▸ OBJECTIVE
Please render the lines of the material below as a JSON list of strings, one string per line and blank lines omitted, starting with the line that contains "One pin per instance of the white wall, set" and going on through the line that contains "<point>441,167</point>".

▸ DATA IN THIS EXERCISE
··········

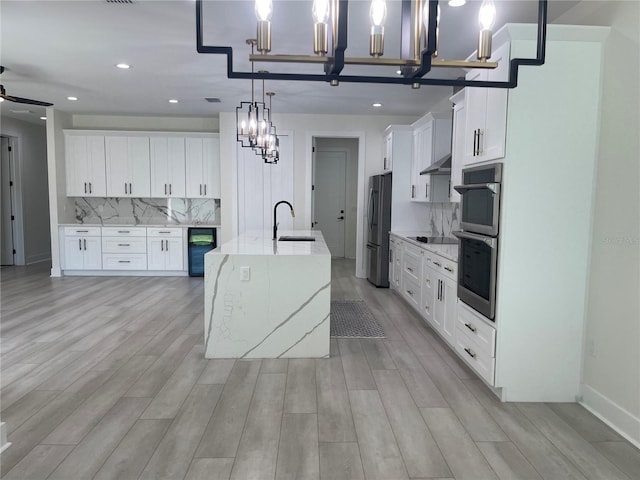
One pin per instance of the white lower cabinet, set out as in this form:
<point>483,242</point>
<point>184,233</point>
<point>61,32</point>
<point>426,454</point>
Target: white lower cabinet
<point>165,249</point>
<point>82,248</point>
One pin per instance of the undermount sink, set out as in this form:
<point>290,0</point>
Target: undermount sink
<point>286,238</point>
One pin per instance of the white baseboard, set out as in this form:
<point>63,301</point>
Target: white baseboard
<point>622,421</point>
<point>41,257</point>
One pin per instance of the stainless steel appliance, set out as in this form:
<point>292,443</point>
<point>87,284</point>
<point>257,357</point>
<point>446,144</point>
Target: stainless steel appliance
<point>478,246</point>
<point>379,224</point>
<point>480,199</point>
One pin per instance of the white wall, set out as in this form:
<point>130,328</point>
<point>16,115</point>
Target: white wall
<point>350,145</point>
<point>611,361</point>
<point>305,127</point>
<point>32,169</point>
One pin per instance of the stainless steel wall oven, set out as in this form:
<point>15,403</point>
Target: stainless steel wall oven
<point>478,248</point>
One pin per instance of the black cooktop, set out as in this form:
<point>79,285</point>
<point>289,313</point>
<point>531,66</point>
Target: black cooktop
<point>436,240</point>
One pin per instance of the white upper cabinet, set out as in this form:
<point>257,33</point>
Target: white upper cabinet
<point>203,167</point>
<point>431,142</point>
<point>168,167</point>
<point>128,169</point>
<point>85,165</point>
<point>486,112</point>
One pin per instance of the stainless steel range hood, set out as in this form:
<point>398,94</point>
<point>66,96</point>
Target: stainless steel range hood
<point>441,167</point>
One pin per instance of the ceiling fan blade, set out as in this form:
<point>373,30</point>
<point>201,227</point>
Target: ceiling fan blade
<point>27,101</point>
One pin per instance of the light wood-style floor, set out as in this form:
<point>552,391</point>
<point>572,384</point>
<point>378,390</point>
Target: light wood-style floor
<point>104,378</point>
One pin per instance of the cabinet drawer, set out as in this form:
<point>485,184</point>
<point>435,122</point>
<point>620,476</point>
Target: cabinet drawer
<point>124,231</point>
<point>115,261</point>
<point>411,290</point>
<point>482,363</point>
<point>412,262</point>
<point>476,329</point>
<point>124,245</point>
<point>164,232</point>
<point>82,231</point>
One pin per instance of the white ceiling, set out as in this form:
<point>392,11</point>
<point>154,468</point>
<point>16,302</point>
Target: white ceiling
<point>54,49</point>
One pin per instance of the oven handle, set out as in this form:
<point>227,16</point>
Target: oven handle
<point>491,241</point>
<point>493,187</point>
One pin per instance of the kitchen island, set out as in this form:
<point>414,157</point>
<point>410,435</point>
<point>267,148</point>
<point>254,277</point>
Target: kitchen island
<point>266,298</point>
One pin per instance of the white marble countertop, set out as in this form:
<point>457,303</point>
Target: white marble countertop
<point>261,243</point>
<point>151,225</point>
<point>449,252</point>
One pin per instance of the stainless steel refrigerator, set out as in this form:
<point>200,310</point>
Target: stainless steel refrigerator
<point>379,224</point>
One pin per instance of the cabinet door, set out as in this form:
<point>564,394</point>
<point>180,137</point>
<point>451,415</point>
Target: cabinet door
<point>155,253</point>
<point>176,167</point>
<point>117,166</point>
<point>76,152</point>
<point>73,253</point>
<point>449,299</point>
<point>139,171</point>
<point>92,253</point>
<point>211,167</point>
<point>159,153</point>
<point>173,254</point>
<point>96,166</point>
<point>194,175</point>
<point>429,283</point>
<point>457,154</point>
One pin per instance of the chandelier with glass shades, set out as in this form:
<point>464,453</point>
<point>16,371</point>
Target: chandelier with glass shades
<point>419,30</point>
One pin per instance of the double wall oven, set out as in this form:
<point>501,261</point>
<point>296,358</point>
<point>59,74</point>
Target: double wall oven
<point>478,247</point>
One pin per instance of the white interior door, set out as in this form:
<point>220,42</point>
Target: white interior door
<point>330,198</point>
<point>6,235</point>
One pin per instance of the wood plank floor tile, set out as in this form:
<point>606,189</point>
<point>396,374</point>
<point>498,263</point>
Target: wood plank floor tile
<point>549,462</point>
<point>356,369</point>
<point>210,469</point>
<point>222,435</point>
<point>592,463</point>
<point>507,461</point>
<point>335,422</point>
<point>380,454</point>
<point>624,455</point>
<point>460,451</point>
<point>419,451</point>
<point>340,461</point>
<point>83,419</point>
<point>167,402</point>
<point>298,450</point>
<point>87,458</point>
<point>173,456</point>
<point>39,462</point>
<point>258,449</point>
<point>300,393</point>
<point>134,451</point>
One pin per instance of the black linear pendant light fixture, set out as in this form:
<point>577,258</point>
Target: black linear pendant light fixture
<point>419,33</point>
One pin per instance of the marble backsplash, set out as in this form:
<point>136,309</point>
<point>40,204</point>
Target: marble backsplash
<point>443,218</point>
<point>147,211</point>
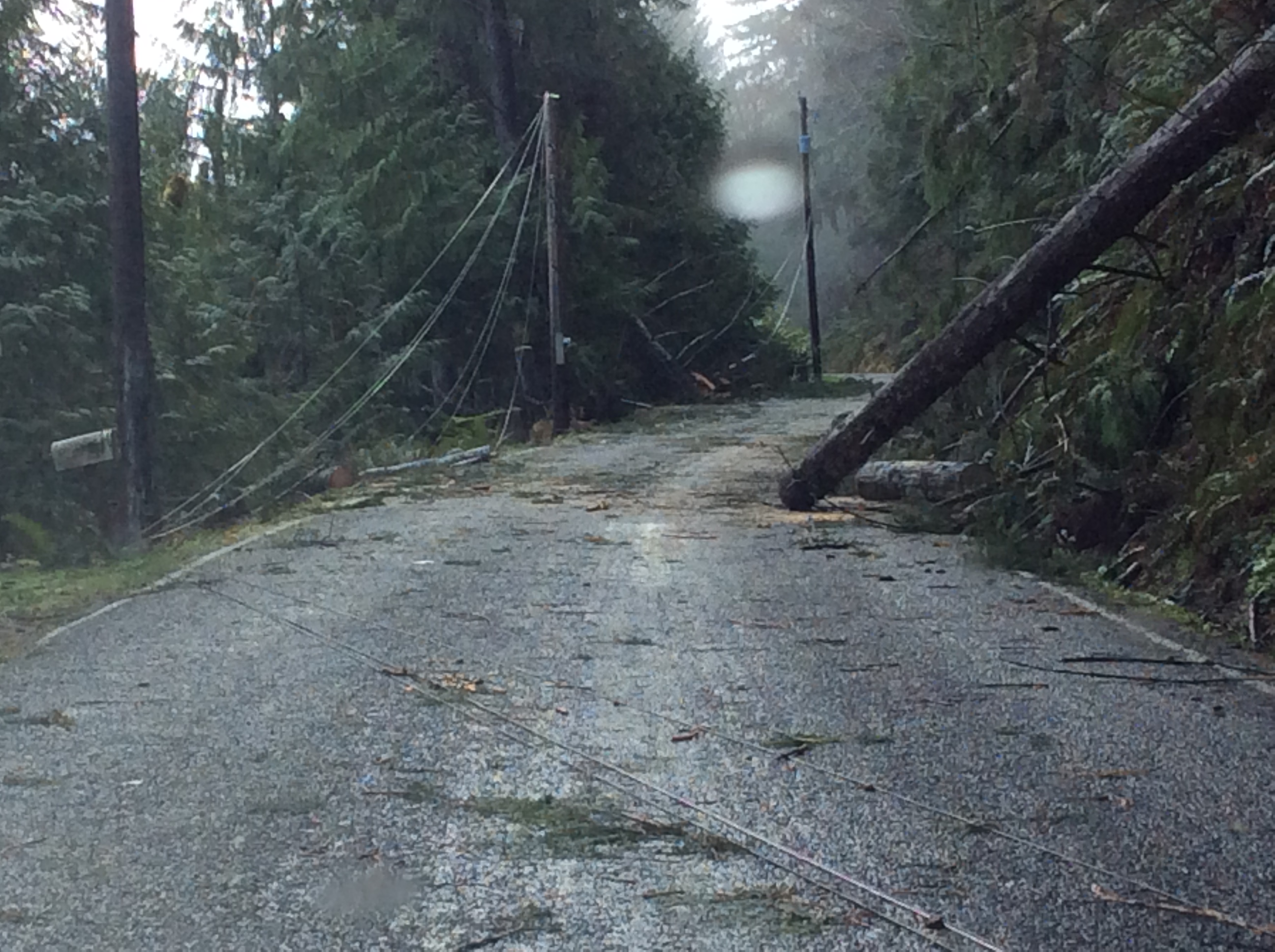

··········

▸ EXERCISE RESULT
[
  "One pin per instance of the white wall, set out as in this form:",
  "<point>130,328</point>",
  "<point>16,115</point>",
  "Target: white wall",
  "<point>350,145</point>",
  "<point>611,361</point>",
  "<point>305,127</point>",
  "<point>32,169</point>",
  "One pin per instance of the stainless steel wall oven, set out as in this form:",
  "<point>15,403</point>",
  "Target: stainless steel wall oven",
  "<point>478,248</point>",
  "One pin per instance of the black cooktop, set out as in this form:",
  "<point>79,285</point>",
  "<point>289,313</point>",
  "<point>531,66</point>",
  "Target: black cooktop",
  "<point>436,240</point>",
  "One pin per instance of the white upper cabinet, set out as in this form:",
  "<point>257,33</point>",
  "Target: white upper cabinet",
  "<point>203,167</point>",
  "<point>431,142</point>",
  "<point>168,167</point>",
  "<point>128,169</point>",
  "<point>85,165</point>",
  "<point>486,112</point>",
  "One pin per instance of the stainless steel range hood, set out as in this form:",
  "<point>398,94</point>",
  "<point>66,96</point>",
  "Target: stainless steel range hood",
  "<point>441,167</point>"
]